__Direction__: Copy the data below word for word, starting at the line that contains "Please spot the grass" and ending with the final line of the data.

__Input for this task__:
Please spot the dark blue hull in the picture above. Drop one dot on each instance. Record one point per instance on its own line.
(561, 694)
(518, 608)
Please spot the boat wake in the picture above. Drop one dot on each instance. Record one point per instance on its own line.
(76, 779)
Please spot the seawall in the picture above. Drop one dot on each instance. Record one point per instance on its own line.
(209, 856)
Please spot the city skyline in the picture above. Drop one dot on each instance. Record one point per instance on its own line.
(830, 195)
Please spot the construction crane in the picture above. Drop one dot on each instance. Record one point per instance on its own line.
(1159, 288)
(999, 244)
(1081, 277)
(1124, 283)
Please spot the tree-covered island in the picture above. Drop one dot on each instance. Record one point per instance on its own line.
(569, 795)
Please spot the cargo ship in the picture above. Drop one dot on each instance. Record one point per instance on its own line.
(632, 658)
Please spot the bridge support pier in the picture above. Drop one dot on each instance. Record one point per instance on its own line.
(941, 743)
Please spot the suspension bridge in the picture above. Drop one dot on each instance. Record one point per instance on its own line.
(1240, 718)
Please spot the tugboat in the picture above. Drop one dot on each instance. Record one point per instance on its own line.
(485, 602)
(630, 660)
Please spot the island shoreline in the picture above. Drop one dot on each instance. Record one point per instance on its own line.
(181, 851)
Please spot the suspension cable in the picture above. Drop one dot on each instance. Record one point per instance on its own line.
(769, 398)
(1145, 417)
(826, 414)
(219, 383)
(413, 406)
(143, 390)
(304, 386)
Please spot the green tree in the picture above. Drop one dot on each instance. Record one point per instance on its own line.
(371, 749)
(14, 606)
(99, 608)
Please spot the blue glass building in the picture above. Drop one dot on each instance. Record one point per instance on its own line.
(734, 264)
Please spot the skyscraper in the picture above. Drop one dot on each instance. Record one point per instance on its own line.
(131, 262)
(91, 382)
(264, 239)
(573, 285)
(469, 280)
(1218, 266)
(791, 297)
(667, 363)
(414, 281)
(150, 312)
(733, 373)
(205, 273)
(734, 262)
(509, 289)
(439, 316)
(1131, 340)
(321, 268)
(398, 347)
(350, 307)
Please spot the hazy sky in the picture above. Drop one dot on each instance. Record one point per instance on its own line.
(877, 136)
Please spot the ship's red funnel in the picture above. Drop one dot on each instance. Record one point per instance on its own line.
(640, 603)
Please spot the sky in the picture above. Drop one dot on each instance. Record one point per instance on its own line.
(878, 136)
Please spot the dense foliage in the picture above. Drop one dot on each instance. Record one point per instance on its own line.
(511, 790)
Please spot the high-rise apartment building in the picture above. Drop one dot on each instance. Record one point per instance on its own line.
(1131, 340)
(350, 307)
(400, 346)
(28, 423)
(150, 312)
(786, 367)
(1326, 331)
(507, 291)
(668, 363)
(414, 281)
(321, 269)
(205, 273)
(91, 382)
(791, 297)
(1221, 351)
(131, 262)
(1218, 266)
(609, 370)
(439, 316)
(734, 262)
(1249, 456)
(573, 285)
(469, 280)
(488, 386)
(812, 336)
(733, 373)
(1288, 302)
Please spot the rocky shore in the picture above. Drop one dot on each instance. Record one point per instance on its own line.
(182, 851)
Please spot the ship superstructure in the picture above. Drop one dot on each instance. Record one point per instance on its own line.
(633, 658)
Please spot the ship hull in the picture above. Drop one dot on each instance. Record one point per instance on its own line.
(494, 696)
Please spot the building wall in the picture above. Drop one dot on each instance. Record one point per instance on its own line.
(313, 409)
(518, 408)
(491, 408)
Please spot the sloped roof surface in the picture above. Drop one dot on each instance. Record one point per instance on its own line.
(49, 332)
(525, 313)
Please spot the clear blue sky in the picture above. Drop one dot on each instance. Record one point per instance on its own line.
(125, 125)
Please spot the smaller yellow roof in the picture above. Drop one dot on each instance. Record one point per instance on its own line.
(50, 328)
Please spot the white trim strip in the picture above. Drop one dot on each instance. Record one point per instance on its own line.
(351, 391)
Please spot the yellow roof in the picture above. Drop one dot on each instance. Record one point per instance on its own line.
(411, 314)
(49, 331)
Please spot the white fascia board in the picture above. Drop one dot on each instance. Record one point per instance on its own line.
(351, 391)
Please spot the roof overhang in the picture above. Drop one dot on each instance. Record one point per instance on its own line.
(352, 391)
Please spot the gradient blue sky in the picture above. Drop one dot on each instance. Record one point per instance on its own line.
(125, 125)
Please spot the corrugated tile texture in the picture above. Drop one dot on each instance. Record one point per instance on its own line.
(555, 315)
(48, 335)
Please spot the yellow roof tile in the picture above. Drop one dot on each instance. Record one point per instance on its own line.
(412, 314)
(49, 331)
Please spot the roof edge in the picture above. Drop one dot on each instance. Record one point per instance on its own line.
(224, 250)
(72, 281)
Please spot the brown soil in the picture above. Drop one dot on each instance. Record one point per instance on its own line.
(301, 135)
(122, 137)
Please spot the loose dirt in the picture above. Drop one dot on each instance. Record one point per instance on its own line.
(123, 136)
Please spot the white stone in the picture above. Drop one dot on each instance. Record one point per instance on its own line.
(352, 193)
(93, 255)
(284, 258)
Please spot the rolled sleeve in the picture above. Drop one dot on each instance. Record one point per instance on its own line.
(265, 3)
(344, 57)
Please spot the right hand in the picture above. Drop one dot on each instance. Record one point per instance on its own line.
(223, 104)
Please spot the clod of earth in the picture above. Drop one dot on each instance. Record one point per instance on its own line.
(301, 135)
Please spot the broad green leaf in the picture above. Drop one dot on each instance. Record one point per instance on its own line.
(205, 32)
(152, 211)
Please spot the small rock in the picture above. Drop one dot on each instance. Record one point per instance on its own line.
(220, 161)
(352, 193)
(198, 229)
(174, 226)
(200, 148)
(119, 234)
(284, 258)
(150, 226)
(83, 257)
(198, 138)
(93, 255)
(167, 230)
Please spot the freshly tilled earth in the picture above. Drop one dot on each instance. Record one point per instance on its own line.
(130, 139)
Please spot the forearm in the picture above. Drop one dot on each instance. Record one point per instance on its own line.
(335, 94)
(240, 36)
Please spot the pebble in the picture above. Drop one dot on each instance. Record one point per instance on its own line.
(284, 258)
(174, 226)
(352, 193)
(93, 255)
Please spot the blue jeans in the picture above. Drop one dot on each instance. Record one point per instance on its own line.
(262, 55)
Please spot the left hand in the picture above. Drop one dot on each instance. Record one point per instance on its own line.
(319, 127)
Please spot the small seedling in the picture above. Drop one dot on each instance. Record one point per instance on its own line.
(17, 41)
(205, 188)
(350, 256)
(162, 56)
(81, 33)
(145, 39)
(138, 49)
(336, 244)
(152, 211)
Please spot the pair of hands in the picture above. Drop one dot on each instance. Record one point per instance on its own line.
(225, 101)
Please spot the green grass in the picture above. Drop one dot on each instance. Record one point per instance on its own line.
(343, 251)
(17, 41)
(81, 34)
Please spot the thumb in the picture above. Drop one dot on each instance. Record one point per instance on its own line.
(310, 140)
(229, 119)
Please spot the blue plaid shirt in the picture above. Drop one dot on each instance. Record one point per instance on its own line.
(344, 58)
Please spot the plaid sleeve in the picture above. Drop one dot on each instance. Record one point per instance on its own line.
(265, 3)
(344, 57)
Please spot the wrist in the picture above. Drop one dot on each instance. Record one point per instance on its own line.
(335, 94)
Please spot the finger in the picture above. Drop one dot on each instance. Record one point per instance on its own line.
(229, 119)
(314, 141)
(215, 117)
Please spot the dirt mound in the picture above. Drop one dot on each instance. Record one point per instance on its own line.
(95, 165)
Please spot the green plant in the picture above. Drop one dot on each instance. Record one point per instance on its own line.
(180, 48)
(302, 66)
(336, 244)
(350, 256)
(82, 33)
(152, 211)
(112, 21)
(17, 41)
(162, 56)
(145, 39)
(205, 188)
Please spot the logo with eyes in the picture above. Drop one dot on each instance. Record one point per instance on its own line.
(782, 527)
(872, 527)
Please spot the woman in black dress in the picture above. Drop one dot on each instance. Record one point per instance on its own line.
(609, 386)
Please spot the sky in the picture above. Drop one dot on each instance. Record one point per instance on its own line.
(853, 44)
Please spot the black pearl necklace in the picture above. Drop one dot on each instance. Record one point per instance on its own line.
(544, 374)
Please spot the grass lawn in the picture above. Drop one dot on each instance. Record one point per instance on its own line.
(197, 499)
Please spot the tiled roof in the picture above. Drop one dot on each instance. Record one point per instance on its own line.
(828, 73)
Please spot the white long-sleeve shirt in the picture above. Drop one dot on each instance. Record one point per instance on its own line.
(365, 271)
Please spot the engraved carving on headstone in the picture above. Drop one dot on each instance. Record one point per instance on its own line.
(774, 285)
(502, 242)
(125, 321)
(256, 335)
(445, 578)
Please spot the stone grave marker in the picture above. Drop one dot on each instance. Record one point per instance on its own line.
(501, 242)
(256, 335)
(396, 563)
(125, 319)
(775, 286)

__Answer to this task__:
Please spot the grass lawn in the picture above. Drop one dot on each instance. Record one point per instance on its own line.
(197, 499)
Please spot the tiled roof in the picture above. Drop one dot on each instance. Record one point per instance on its own line.
(828, 73)
Please spot the white long-sleeve shirt in the picture above. Drop one dot on each instance. Record one point per instance on its own line.
(365, 271)
Please spot the engraved carving on headstone in the picture above. Drop one dot on each instance. Record one point per instance on its own line.
(774, 285)
(502, 242)
(125, 321)
(256, 335)
(445, 578)
Please spot the stone grave marker in the picture above. Drop one dot on each instance. Record one point per instance on its own line.
(501, 242)
(256, 335)
(396, 563)
(125, 319)
(775, 286)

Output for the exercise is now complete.